> _Text_:

MPs to consider explicit ban of gender-based abortions
The UK Parliament will discuss clarifications to the country’s abortion laws to specifically state that gender-based abortions are illegal. It comes amid reports that women in minority communities are being pressured to opt for boys instead of girls.
The author of the Abortion (Sex-Selection) Bill, MP Fiona Bruce, hopes it will “remove all doubt” surrounding current abortion laws, as she expects the move will attract “huge” support.
“This isn’t seeking to change the law. We are only seeking to clarify it,” she told The Sunday Telegraph, referring to the 1967 Abortion Act, which does not specifically outlaw pregnancy terminations based on gender, leaving some loopholes.
The British Medical Association (BMA) allows abortion under certain circumstances “in which termination of pregnancy on the grounds of fetal sex would be lawful” if the mother's physical or mental health may be compromised. Abortion is also lawful in the case of sex-specific inherited medical conditions – but only after two separate doctors agree with the diagnosis.
Last year, the Crown Prosecution Service decided not to press charges against two doctors who offered to conduct abortions on women that did not want their babies because of their gender.
“I want to send out a strong signal from Parliament and I also want to ensure that the executive, the Government, receives that message from parliamentarians that we want the Government to apply the law in this case, which requires them to inspect registered providers and ensure they are not carrying out abortions on this ground,” Bruce said.
The online campaign, #StopGendercide, seeks to clarify the 1967 Abortion Act even after a recent Government report found no statistically significant discrepancy in gender ratios in the UK. But another study by Oxford and Imperial College researchers found evidence of gender ratio aligning, which they attributable to gender abortion.
A study by Sylvie Dubuc, from Oxford University, found that the ratio of boys to girls for Indian-born mothers having their third child was 114:100 – far higher than the ratio for all women of 104:100. The 2007 study, which examined 23.4 million births over a 15-year period up to 2005, concluded that over a 1,500 baby girls went“missing”during that time, Dubuc told The Sunday Times.
In January, The Independent learned that up to 4,700 female children “disappeared” from the national census records in England and Wales, and that the natural balance of boys and girls in some immigrant communities had started to be affected.
The poll, carried out by ComRes, found that some 86 percent agree that “aborting babies solely because of their gender should explicitly be banned.”

> _Prompt_:
Answer these questions about the article on the proposed ban of gender-based abortions:
(a) Who wrote the Abortion (Sex-Selection) Bill?
(b) How many separate doctors must agree with the diagnosis before an abortion is lawful in the case of sex-specific inherited medical conditions?
(c) What percentage of people in the ComRes poll agreed that aborting babies solely because of their gender should explicitly be banned?
The items have no connection to the text.

> _Material shown_:
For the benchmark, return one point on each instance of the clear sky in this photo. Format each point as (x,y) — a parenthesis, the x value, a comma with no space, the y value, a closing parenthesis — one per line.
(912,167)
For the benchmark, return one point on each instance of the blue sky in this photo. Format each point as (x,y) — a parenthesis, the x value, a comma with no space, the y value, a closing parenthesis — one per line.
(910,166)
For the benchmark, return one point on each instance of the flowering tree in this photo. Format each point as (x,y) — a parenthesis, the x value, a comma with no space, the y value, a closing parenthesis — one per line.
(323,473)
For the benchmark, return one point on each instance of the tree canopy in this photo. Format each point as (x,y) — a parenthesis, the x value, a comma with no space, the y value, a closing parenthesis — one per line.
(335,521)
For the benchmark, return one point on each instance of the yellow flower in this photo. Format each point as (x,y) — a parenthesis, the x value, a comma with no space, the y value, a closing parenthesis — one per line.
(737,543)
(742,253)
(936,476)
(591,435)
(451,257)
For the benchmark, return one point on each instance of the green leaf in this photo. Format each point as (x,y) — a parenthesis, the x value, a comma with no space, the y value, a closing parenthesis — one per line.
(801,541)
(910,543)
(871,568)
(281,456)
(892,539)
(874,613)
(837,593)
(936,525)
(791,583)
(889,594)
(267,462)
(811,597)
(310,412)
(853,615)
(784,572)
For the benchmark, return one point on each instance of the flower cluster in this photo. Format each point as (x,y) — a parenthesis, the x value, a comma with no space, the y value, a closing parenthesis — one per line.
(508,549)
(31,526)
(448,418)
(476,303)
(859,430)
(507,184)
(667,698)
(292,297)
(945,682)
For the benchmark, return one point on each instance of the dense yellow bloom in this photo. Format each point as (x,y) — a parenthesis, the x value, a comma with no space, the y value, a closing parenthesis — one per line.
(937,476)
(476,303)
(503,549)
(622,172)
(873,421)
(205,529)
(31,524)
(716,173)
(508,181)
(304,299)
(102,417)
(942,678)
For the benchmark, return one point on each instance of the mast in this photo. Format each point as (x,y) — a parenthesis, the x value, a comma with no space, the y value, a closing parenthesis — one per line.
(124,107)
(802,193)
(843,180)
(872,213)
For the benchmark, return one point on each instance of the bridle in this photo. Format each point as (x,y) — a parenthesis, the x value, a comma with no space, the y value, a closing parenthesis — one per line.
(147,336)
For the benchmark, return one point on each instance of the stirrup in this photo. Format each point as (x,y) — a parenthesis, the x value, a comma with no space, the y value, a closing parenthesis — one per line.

> _Result of the exercise_:
(a) MP Fiona Bruce
(b) Two
(c) 86 percent